### WHAT YOU NEED TO DO
1. In the BEARR update, what was the destination of the small convoy evacuated from Mariupol on 1 May?
2. Write the next paragraph of the BEARR update, picking up after its final sentence.

### STUDY TEXT
BEARR’s support continues even in regions where fighting is intense

Our untiring partners in Ukraine and Moldova continue to help people in need, new evacuees and refugees trying to create a semblance of normal life in new places. News reports in recent weeks have spoken of almost a million refugees returning to Ukraine, especially to Kyiv, but the Ukrainian government has warned them that there are still enormous risks in doing this, due not only to continued bombardment of civilian targets, but landmines laid in towns and villages and along roads previously occupied by Russian forces.

Meanwhile, Russian attacks in the east grow ever fiercer, and more towns are trying to evacuate vulnerable people. On 1 May a small convoy managed to be evacuated from Mariupol, and now Zaporizhiya, their destination, is full of people needing help.

In these places and all over Ukraine and in Moldova, volunteers and dedicated local government officials are helping people to survive. They not only deliver food to people at home, but set up communal kitchens for those who no longer have the means of cooking at home due to power outages and damage to buildings and infrastructure. Petrol and some foods are now scarcer, and delivery to homes is fraught with risks. These are very brave people, clear evidence of the resilence of Ukrainian society and especially its civil society and voluntary sector. Their determination is admirable!

### ENTRIES PROVIDED
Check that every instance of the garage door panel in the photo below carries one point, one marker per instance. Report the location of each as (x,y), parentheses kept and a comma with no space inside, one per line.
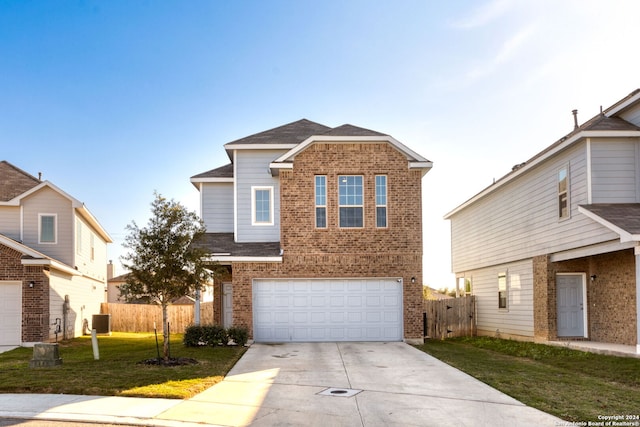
(328,310)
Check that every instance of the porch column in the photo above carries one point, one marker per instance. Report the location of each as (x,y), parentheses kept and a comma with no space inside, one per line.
(637,253)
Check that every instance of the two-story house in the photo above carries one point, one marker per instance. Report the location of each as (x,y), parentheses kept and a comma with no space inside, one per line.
(552,249)
(321,231)
(52,260)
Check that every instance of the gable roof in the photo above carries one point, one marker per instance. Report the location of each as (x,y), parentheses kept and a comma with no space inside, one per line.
(32,257)
(28,185)
(604,124)
(622,218)
(296,136)
(14,181)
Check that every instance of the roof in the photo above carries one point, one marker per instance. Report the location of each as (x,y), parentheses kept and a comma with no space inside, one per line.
(622,218)
(223,246)
(292,133)
(14,181)
(605,124)
(32,257)
(295,137)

### ANSWERS TO THE PROBLEMS
1. Zaporizhiya

2.
Here is what one partner reported to us:

“It was an ordinary family, a mother and two children. They had a beautiful, big house in the Kyiv region. Until the war came. Their house no longer exists. The only thing that survived was the kennel where the family dog lived. To escape, a woman and her children fled the house during the bombing, taking with them only what they wore. Volunteers helped them evacuate to a village further west, where they found a small, almost abandoned house. Unfortunately, there was nothing there but a roof over your head. No things, utensils, blankets or pillows. But most importantly, they were all together, and alive.The family is not discouraged, even in such a situation the mother of the children smiles and tries to hold on with all her might. Thanks to your help, we were able to buy and give them bedding and blankets, a minimum set of dishes and food, hygiene products and detergents, and we were even able to buy them some things.”

The partners also told us “In addition, in late April, Ukrainians celebrated the bright holiday of Easter, the Resurrection of Christ. On this day, in peacetime, all families celebrated Easter, celebrated it in churches and gathered the whole family at the table.To support the families of those who are currently suffering the most, those who have lost everything and are losing faith in the future, our volunteers have come together and baked more than 100 Easter cakes, which we donated to families with children on the eve of the holiday.”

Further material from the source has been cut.